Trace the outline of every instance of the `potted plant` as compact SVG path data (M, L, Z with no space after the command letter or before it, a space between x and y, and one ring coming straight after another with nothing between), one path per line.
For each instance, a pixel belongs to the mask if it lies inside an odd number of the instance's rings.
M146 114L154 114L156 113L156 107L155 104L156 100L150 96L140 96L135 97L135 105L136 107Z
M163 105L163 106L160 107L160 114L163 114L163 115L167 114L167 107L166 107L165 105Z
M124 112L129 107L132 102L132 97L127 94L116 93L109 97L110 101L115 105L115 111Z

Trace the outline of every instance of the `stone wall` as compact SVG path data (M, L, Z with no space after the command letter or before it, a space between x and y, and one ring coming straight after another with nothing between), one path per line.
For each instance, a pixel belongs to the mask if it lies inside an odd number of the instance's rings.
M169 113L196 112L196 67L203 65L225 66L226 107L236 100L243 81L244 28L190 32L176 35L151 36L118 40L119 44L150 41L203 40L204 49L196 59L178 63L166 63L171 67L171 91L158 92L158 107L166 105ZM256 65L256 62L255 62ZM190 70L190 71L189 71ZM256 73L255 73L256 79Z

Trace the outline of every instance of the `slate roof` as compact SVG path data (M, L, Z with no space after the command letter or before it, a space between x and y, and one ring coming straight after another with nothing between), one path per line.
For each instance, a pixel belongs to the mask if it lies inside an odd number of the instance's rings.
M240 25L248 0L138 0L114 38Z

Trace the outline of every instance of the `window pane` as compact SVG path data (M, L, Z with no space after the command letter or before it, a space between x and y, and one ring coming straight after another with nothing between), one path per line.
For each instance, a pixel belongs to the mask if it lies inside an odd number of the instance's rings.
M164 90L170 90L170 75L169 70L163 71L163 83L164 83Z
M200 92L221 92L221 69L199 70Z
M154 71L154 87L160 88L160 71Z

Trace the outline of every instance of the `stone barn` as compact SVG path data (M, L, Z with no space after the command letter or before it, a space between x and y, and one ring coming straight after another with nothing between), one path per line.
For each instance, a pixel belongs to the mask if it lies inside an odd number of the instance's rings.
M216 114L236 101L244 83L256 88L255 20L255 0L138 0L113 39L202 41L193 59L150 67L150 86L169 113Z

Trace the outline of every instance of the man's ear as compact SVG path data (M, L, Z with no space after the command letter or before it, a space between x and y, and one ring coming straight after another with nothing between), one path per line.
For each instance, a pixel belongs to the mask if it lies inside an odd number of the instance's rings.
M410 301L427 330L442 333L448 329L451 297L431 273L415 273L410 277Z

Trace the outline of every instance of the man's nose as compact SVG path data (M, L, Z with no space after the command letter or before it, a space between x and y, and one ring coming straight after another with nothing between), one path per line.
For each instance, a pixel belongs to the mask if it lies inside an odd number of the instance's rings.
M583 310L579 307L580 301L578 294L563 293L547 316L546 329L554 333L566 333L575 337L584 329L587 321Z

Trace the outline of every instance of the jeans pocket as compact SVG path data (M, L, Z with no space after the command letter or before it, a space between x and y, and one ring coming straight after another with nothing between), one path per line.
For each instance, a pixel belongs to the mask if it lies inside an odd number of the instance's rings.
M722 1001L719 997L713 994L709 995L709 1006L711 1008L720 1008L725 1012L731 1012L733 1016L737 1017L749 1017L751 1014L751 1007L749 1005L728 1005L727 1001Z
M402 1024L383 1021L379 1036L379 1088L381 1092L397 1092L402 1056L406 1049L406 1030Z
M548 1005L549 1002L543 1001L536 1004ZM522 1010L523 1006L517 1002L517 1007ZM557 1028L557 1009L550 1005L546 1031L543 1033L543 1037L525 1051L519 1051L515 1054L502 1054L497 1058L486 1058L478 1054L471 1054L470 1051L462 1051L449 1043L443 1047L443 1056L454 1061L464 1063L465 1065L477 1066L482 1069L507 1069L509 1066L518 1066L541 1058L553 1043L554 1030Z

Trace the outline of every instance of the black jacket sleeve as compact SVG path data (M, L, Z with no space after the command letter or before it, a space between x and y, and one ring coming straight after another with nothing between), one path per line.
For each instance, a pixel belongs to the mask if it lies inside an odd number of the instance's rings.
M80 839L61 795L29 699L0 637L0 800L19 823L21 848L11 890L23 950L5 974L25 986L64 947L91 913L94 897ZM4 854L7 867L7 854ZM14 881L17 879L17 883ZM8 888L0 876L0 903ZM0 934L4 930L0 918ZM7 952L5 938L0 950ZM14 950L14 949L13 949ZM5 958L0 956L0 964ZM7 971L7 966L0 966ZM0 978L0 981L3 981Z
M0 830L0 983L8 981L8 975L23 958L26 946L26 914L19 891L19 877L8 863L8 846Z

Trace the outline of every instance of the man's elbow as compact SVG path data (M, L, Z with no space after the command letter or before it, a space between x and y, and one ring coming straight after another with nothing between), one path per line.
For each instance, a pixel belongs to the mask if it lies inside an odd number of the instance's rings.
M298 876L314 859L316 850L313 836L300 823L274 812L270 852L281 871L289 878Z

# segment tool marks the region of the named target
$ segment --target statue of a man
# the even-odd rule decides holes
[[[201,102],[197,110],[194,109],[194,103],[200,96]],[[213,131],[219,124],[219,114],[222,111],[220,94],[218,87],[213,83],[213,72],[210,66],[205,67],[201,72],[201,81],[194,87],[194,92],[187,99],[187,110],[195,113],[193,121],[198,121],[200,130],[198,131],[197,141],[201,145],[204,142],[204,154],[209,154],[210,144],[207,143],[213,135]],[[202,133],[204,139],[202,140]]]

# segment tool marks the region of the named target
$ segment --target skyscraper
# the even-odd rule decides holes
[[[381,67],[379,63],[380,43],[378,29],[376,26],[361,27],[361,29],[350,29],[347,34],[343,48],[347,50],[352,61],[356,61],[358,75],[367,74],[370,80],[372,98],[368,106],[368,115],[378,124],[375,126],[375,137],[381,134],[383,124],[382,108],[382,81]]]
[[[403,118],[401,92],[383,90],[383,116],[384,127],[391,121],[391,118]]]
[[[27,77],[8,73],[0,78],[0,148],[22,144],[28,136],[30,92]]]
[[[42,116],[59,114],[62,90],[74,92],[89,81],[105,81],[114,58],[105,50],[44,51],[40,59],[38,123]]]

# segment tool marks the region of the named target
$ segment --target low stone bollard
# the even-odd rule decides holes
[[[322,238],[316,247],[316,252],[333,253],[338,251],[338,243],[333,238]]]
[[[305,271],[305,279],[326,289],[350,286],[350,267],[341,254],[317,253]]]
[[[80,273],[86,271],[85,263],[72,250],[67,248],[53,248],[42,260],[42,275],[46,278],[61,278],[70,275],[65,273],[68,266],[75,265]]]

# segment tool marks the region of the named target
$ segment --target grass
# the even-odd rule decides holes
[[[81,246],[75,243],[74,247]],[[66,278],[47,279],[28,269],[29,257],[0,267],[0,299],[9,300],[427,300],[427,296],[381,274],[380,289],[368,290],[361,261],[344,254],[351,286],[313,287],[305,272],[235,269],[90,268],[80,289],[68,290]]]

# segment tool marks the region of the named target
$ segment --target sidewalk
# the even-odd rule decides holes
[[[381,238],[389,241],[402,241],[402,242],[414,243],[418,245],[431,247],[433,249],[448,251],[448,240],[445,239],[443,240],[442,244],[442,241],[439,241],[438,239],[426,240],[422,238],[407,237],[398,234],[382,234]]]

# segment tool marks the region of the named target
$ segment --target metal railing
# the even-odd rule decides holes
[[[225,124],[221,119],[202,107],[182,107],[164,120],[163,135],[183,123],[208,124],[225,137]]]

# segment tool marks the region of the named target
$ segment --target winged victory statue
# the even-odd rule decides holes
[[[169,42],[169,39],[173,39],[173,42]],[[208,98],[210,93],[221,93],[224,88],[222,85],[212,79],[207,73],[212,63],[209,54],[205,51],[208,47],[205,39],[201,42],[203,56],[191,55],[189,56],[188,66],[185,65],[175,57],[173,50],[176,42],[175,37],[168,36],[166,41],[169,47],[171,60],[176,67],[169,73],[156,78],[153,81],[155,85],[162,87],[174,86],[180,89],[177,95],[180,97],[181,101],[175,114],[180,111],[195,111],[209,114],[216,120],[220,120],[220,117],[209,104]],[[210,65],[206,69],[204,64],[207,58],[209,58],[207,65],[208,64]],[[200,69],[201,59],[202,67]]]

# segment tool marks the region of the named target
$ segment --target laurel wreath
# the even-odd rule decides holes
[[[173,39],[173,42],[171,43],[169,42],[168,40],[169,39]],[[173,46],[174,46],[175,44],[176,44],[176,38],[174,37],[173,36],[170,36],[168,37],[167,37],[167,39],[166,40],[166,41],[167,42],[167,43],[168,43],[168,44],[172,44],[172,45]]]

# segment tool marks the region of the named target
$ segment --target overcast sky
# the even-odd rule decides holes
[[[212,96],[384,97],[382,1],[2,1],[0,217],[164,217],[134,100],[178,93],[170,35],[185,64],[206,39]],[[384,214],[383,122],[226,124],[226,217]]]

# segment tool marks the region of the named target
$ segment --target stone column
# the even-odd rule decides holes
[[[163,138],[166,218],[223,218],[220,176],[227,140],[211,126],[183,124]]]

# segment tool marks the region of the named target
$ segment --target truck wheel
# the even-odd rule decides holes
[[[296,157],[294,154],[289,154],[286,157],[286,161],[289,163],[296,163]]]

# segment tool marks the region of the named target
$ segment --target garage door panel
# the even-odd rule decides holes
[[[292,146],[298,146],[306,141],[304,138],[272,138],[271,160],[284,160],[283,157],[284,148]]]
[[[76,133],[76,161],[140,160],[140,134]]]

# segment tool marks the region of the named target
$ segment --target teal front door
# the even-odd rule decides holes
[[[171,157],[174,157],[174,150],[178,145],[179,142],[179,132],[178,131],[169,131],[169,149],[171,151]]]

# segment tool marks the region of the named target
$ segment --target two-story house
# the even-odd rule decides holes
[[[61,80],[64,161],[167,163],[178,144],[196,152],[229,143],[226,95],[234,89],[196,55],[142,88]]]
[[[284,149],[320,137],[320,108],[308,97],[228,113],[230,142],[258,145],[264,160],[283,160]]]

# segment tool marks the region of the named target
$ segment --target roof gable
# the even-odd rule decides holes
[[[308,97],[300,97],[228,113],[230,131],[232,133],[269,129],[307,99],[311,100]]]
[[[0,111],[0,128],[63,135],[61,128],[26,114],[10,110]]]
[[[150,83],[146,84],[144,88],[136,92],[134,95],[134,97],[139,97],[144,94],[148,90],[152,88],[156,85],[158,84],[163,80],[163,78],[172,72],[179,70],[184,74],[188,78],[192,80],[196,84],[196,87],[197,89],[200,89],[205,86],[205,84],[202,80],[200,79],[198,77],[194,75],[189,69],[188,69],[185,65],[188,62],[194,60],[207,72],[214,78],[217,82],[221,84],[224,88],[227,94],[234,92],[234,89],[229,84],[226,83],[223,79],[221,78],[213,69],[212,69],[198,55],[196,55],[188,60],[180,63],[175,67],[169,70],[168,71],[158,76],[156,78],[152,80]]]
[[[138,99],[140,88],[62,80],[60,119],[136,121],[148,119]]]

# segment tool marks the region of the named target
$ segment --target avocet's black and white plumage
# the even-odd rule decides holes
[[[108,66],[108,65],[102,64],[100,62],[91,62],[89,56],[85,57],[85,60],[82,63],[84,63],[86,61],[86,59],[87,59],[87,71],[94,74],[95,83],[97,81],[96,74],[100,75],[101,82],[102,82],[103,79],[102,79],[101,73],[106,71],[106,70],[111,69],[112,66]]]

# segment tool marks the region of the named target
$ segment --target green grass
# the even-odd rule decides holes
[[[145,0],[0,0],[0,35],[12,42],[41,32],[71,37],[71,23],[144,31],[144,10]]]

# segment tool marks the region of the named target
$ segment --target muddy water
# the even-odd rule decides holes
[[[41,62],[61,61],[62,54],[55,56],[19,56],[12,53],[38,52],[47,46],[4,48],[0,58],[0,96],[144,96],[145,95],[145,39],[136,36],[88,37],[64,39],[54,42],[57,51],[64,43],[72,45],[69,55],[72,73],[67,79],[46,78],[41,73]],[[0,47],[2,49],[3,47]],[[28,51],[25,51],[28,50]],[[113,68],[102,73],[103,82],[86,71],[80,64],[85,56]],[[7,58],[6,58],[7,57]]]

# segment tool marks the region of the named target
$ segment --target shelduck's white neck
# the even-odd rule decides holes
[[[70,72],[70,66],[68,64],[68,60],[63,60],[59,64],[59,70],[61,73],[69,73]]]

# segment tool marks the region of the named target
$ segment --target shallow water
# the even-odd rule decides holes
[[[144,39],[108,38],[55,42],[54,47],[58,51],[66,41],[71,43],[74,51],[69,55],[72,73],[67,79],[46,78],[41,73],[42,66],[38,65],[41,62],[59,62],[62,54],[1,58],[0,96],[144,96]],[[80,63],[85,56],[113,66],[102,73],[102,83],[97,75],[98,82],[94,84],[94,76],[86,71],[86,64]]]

+-------+

■ YOUR TASK: Rewrite the stretch from the line containing "Trace the outline of every instance of the man's nose" through the line containing "M583 310L579 307L580", changing "nose" to "chin" and keeping everything else as is. Give only those lines.

■ SOLUTION:
Trace the outline of every instance of the man's chin as compact SVG path data (M, L, Z with no space after the command letter or before it, a space between x and y, and one ring coming straight after another with nothing between), one path per line.
For each instance, a pixel belongs to the mask if it lies inside an odd number of the instance's rings.
M583 310L579 307L580 301L578 294L563 293L547 316L546 329L554 333L566 333L575 337L584 329L587 321Z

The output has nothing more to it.